Insurance issues are often disaster and site specific and can be complicated. All insurance issues should be discussed with the Public Assistance Coordinator (PAC) at the Kickoff Meeting or as soon as possible, to allow for timely resolution.
Who should attend the Kick-off Meeting?
When your PAC contacts you to schedule a Kickoff Meeting, make sure to discuss who else should attend. It may be helpful to have your risk manager who is familiar with you insurance coverage, record keeper, public works officials, and/or others with working knowledge of the repairs needed, in attendance.
What do I need to do to prepare for a Kick-off meeting?
- You can expect to be contacted by your PAC within one (1) week after submission of your Request. If you have not heard from your PAC within two (2) weeks, contact your State Public Assistance Officer to arrange the first meeting.
- Compile a list of all your damages. Take that list with you to the Kickoff Meeting.
- Pay close attention when your PAC shows you how to prepare detailed descriptions and summaries of your repair projects. By the end of the Kickoff Meeting, you should have received the information you need to proceed with disaster recovery and will understand what to expect.
- Identify circumstances that require special review, such as insurance coverage, environmental resource issues, and historic preservation. The earlier these conditions are known, the faster they can be addressed, and they must be addressed before funding can be approved.
- You are encouraged to participate fully in managing your repair projects, particularly small projects.
- Request clarification of anything you do not understand and bring forward any issues that may concern you. Full discussion and regular interaction with your PAC and Liaison will help to resolve differences as they arise and expedite approval of your projects.
- Contact your PAC whenever you have questions or need assistance.
- You are responsible for maintaining records of completed work and work to be completed. Your PAC will provide a detailed list of required records and can recommend ways of organizing them.
Is there a way to get money fast?
- - - -
» Requirements:
[1] Reproduce, word for word, the part of the Kickoff Meeting guidance that opens with the words containing "Who should attend" and closes with "the first meeting.".
[2] In the Kickoff Meeting guidance, how soon after a Request is submitted should the PAC make contact?

» Information supplied:
- - - -
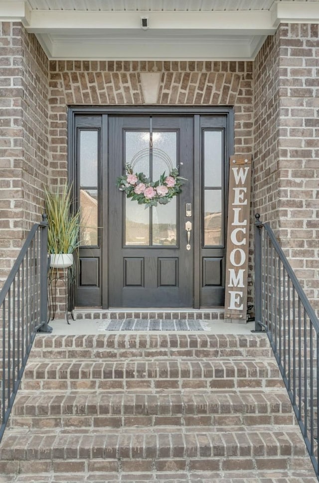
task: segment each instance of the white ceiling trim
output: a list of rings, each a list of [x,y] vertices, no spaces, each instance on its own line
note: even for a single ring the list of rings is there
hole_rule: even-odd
- - - -
» Full answers:
[1]
Who should attend the Kick-off Meeting?
When your PAC contacts you to schedule a Kickoff Meeting, make sure to discuss who else should attend. It may be helpful to have your risk manager who is familiar with you insurance coverage, record keeper, public works officials, and/or others with working knowledge of the repairs needed, in attendance.
What do I need to do to prepare for a Kick-off meeting?
- You can expect to be contacted by your PAC within one (1) week after submission of your Request. If you have not heard from your PAC within two (2) weeks, contact your State Public Assistance Officer to arrange the first meeting.

[2] Within one (1) week after submission of the Request.